» **TRY IT**: Every line with the word "sign" in it should be extracted from the data that follows.

-- DATA follows --

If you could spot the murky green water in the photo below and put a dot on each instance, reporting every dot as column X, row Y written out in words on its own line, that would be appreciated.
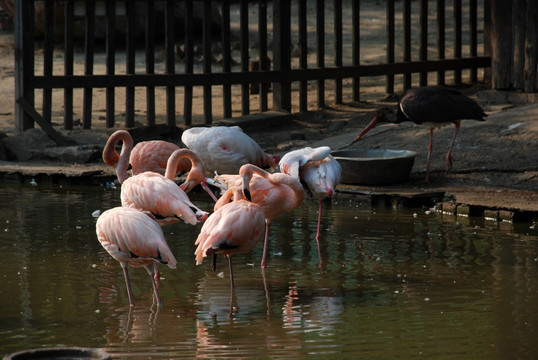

-- DATA concluded --
-- DATA follows --

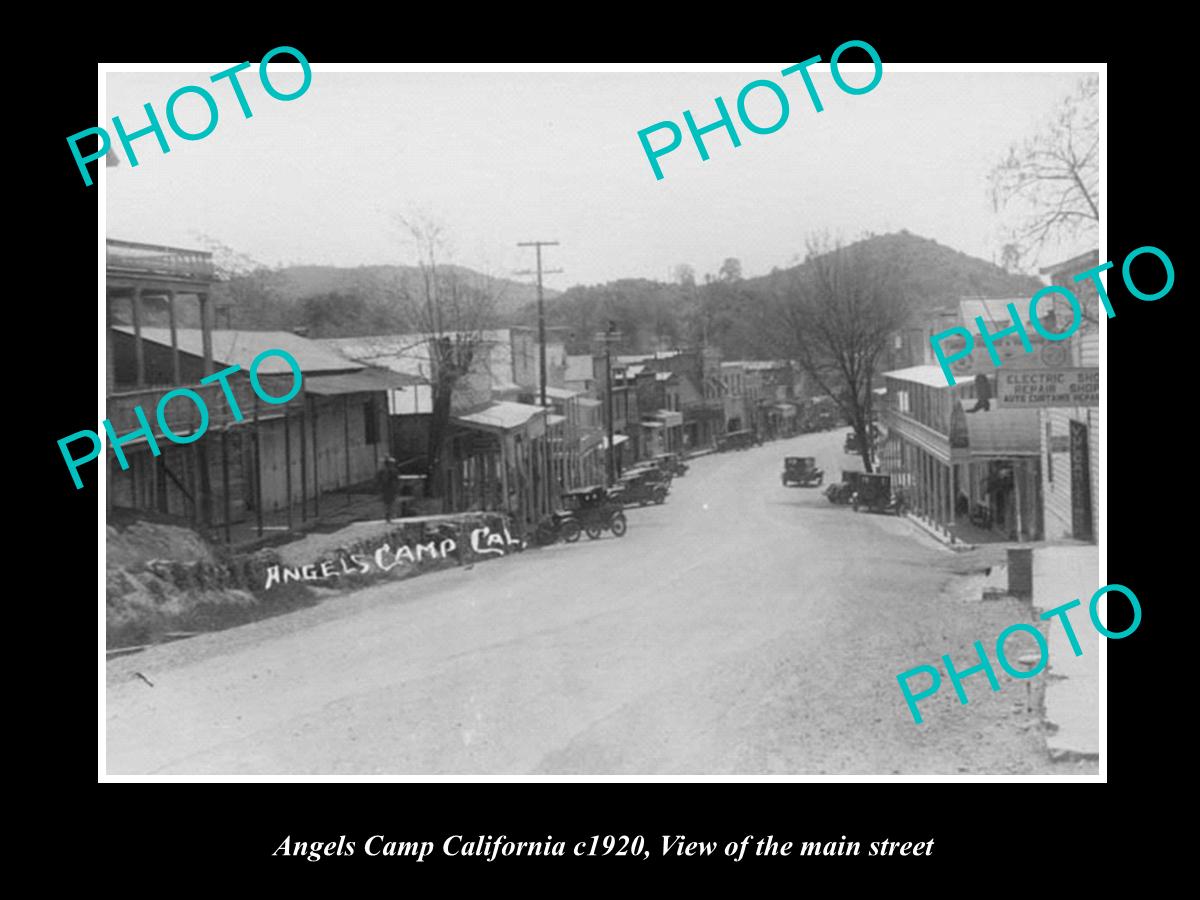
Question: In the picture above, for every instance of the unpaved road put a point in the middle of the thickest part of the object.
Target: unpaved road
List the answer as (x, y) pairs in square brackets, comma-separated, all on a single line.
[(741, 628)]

-- DATA concluded --
-- DATA follows --

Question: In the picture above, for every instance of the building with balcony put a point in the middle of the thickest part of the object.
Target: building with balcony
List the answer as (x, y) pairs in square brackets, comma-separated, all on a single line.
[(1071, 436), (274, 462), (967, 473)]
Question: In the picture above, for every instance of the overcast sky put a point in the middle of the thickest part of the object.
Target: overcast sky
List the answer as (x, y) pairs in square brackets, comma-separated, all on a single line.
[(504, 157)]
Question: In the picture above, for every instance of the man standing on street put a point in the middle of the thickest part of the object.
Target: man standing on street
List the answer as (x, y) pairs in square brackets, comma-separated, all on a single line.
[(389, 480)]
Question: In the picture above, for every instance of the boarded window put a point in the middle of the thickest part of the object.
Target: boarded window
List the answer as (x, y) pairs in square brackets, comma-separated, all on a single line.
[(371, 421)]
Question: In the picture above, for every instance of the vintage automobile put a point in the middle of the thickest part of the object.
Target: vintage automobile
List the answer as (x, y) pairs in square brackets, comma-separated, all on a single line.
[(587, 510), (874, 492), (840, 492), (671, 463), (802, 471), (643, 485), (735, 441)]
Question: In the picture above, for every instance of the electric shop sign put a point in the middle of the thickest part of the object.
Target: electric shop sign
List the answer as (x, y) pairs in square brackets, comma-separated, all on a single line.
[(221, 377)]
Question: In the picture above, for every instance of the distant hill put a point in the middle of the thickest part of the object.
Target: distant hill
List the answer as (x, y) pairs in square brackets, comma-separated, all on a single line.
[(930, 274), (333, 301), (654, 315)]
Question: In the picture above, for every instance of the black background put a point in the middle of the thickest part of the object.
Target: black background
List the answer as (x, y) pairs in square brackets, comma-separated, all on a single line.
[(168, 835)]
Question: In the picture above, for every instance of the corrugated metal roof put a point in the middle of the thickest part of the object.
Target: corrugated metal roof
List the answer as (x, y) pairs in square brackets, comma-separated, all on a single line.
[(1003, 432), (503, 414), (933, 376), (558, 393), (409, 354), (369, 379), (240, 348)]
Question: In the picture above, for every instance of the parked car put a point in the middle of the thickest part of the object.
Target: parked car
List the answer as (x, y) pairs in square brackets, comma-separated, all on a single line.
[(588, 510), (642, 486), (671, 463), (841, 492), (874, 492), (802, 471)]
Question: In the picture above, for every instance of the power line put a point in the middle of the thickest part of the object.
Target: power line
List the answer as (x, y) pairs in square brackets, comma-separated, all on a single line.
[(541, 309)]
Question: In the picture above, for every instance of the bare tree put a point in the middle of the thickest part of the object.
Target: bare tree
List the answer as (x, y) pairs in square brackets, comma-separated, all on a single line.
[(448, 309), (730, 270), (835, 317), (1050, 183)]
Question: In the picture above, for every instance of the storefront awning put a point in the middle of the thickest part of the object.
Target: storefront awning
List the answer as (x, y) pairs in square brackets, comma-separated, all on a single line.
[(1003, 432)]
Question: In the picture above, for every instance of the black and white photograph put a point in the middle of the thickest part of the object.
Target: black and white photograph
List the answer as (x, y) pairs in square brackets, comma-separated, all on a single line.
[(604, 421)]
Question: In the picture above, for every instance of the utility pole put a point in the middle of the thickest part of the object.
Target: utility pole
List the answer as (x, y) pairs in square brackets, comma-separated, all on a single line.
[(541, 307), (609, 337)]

-- DATA concluded --

» **ANSWER FOR THE TASK**:
Question: In the picture above, for every instance of the electric shop sign put a point in the middle of the thickest part of the object.
Target: electric shop sign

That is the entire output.